[Excerpts from a dataset]
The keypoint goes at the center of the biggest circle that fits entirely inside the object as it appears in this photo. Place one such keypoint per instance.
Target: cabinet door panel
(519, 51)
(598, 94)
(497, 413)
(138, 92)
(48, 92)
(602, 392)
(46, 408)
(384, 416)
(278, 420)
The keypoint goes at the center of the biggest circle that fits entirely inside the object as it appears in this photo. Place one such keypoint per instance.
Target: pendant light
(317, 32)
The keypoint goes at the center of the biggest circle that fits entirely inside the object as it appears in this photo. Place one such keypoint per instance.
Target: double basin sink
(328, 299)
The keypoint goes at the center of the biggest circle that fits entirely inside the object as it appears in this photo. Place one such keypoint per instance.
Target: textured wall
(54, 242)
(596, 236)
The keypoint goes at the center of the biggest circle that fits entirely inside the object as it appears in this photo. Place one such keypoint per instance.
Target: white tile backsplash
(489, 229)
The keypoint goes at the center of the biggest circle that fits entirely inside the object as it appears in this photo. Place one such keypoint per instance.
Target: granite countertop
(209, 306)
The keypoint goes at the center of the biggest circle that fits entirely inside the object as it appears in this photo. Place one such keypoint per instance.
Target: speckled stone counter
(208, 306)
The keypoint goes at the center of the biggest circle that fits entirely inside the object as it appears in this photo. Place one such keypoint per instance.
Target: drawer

* * *

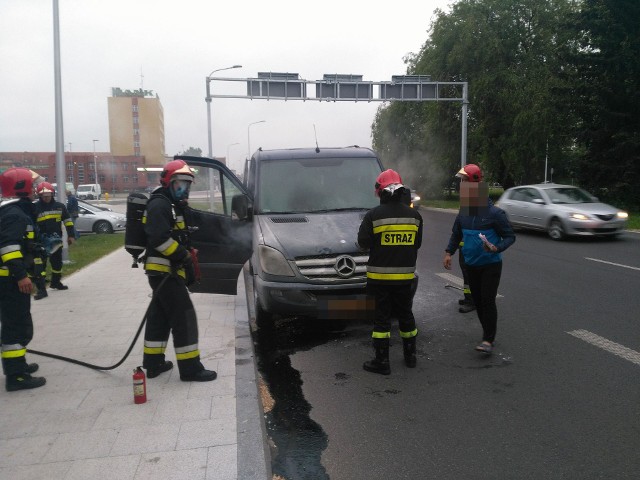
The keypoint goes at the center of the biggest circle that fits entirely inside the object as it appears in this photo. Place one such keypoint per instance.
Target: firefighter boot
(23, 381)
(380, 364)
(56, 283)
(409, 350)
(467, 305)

== Exercise requirements ==
Set down only the lines above that fall between the line holding "Target: speckled stone counter" and the line holding "Target: drawer", inclusive, keeping each exact.

== Finished exercise ==
Target: speckled stone counter
(208, 306)
The keypoint goes at the center of the biggest circle that fits entirely inside the object as it appears in this photo. Place one such keypoint per instance.
Target: drawer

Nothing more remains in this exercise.